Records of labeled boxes
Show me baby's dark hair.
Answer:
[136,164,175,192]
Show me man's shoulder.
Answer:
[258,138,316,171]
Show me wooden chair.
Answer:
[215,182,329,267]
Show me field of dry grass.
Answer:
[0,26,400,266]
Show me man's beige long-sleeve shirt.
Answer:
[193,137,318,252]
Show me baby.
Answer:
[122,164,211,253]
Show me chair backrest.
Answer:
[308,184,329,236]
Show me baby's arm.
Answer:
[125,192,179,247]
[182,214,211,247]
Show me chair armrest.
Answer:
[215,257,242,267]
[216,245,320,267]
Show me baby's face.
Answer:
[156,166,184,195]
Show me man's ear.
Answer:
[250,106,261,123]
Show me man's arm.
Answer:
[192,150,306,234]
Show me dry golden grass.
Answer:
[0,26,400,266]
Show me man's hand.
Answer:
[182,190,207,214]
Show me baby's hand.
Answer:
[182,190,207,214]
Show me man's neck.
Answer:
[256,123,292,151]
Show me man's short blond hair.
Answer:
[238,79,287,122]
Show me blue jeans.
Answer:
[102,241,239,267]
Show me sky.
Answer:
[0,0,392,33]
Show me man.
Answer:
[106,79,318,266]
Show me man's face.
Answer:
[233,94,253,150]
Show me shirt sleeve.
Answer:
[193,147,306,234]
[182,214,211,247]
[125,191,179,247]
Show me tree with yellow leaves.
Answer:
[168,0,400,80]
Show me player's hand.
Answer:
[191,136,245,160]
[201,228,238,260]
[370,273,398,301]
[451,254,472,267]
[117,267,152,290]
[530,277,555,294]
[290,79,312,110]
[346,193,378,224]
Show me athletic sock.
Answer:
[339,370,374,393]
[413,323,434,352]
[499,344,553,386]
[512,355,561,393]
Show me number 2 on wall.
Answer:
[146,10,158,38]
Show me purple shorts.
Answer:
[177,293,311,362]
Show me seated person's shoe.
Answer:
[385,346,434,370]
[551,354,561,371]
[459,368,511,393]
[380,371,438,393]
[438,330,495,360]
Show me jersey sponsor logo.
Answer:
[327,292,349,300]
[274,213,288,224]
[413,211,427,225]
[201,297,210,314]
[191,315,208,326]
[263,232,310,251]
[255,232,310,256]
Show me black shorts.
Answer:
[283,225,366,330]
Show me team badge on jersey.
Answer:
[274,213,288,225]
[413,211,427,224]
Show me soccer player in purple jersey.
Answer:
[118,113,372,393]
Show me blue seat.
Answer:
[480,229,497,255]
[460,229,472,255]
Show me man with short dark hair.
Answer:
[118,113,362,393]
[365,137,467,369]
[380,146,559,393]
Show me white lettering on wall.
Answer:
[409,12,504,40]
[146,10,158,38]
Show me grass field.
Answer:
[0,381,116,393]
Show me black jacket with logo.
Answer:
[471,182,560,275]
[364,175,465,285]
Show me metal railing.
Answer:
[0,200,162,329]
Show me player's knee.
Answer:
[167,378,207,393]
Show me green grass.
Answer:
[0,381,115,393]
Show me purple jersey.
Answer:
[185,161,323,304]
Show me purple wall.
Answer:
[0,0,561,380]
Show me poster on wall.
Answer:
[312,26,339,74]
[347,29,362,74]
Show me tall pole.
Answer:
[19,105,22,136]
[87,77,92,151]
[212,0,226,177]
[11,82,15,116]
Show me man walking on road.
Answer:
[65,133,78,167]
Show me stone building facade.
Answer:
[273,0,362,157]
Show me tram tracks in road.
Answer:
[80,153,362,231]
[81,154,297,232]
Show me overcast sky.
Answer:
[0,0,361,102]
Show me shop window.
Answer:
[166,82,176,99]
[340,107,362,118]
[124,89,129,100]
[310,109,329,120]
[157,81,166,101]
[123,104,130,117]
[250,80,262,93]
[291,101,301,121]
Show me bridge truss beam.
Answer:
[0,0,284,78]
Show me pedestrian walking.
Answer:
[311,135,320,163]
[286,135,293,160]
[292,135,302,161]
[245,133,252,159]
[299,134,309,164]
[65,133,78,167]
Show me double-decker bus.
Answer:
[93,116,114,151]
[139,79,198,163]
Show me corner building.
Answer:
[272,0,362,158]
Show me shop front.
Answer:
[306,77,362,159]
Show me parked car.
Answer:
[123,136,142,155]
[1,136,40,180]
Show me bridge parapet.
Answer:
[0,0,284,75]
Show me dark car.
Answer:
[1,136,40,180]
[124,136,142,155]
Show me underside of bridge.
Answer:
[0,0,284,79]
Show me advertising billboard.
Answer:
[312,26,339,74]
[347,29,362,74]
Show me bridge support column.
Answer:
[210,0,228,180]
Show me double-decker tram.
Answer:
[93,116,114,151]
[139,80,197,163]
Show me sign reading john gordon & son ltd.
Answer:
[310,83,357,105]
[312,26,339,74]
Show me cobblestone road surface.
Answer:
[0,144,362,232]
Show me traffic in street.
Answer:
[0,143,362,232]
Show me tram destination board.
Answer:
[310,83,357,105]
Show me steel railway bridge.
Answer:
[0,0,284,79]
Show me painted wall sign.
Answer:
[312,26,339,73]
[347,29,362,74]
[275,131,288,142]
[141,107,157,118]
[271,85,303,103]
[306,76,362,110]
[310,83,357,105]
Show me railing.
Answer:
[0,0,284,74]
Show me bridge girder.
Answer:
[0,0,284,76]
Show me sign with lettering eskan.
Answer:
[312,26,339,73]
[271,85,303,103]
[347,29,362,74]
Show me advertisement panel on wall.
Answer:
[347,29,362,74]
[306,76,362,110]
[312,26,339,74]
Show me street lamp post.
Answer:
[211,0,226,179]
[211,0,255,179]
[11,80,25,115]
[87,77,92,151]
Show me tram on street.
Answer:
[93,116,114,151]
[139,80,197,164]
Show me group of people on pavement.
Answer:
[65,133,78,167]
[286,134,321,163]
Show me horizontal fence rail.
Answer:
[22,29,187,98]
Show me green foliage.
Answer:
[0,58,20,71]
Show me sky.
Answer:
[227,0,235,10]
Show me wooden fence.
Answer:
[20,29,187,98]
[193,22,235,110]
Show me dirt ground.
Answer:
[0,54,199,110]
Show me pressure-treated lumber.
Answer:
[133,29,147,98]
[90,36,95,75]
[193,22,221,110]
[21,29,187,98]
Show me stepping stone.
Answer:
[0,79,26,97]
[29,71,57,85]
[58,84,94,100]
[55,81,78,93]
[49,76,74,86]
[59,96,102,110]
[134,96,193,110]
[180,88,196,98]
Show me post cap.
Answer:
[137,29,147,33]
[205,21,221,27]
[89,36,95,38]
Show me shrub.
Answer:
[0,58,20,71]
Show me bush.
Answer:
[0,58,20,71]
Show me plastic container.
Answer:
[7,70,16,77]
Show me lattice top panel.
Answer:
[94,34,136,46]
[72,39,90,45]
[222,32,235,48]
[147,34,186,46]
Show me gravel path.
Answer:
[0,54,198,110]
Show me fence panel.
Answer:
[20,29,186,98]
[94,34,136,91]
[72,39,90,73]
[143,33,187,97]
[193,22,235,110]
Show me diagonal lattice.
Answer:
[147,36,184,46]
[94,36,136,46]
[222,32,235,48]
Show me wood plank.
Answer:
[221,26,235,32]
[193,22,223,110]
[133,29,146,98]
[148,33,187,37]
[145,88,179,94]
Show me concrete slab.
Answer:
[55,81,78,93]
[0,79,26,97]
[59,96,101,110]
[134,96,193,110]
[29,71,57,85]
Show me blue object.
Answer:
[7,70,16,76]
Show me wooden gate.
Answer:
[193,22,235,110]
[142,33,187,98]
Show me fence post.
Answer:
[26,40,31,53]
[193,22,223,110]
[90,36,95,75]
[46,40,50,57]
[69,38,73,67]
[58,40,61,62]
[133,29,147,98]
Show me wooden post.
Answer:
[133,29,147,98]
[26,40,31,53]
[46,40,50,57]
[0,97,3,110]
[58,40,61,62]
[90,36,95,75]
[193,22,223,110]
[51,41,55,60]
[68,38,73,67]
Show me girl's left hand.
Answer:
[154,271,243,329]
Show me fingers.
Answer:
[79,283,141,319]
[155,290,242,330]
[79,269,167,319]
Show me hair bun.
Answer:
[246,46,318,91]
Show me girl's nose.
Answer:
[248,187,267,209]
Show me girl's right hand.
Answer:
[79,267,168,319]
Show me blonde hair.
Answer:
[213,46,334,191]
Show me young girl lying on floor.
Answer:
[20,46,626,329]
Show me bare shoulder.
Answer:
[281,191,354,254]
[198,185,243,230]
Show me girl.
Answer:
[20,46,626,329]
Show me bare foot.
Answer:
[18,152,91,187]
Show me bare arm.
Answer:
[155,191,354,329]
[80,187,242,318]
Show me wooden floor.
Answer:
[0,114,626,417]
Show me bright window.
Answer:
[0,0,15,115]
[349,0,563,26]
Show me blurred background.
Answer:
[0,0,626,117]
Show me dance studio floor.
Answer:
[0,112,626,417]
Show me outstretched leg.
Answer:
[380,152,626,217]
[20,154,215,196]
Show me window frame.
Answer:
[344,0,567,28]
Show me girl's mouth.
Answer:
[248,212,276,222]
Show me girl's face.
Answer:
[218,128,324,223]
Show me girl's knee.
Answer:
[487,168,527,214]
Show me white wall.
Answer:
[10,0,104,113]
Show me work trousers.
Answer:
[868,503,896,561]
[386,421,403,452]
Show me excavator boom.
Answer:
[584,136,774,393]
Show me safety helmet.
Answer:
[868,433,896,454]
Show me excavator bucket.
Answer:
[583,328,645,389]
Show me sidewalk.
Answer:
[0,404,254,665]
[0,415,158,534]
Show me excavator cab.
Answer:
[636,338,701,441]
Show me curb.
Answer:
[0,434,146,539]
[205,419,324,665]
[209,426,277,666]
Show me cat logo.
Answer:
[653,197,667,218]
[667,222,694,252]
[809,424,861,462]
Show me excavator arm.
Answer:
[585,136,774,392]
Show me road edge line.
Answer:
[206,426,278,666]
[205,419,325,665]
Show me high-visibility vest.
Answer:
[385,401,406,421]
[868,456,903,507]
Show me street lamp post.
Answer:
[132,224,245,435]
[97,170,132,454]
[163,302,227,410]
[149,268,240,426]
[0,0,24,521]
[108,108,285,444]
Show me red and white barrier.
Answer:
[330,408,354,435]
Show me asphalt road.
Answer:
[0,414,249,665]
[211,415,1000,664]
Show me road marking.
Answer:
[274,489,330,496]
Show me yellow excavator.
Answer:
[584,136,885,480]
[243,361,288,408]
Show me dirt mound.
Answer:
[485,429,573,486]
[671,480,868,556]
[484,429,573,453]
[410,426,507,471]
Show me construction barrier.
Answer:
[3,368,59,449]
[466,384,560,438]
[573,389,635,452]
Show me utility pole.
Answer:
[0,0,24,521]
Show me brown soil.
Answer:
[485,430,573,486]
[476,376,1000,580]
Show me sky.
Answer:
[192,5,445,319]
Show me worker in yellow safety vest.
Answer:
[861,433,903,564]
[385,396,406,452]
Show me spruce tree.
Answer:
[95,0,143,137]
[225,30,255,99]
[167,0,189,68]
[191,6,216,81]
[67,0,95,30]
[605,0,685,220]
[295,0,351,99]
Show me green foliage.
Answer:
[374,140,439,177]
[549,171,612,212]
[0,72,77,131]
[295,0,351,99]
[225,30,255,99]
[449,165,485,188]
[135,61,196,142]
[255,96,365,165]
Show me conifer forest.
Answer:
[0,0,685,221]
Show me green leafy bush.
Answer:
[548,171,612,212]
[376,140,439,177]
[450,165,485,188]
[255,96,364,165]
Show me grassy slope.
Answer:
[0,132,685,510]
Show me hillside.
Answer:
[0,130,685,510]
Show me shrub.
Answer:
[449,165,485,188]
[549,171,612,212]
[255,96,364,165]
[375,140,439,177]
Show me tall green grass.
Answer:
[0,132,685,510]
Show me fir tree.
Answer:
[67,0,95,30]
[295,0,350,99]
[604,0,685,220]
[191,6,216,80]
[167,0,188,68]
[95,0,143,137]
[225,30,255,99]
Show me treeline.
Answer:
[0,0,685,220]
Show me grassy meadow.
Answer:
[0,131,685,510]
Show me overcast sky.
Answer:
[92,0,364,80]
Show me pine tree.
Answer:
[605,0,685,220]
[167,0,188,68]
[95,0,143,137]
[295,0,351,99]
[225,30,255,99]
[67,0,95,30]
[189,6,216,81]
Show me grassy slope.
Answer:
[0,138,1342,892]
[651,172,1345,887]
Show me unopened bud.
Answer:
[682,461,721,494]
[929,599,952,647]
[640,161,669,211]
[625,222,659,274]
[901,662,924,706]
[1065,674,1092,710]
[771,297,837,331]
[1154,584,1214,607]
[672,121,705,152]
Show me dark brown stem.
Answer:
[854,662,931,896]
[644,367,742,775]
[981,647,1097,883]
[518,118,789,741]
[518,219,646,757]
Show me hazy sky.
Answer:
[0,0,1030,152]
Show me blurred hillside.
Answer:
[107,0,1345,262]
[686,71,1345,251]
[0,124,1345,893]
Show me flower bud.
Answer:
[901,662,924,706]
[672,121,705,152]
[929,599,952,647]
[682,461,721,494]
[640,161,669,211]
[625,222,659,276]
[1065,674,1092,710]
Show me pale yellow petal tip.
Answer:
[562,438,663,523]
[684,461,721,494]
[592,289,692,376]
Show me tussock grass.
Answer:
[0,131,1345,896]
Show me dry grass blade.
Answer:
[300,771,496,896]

Problem to work on: Please render the records from the start through the line containing "[308,184,329,236]", both ends included, as a JSON list of strings with one string per line, leaving out blank lines.

Solution for this exercise:
[
  "Show me baby's dark hair.",
  "Answer:",
  "[136,164,175,192]",
  "Show me man's shoulder.",
  "Answer:",
  "[258,138,316,171]",
  "Show me wooden chair.",
  "Answer:",
  "[215,182,329,267]",
  "Show me field of dry grass.",
  "Answer:",
  "[0,26,400,266]",
  "Show me man's beige long-sleeve shirt.",
  "Answer:",
  "[193,137,318,252]",
  "Show me baby.",
  "Answer:",
  "[122,164,211,253]",
  "Show me chair backrest.",
  "Answer:",
  "[308,184,329,236]"
]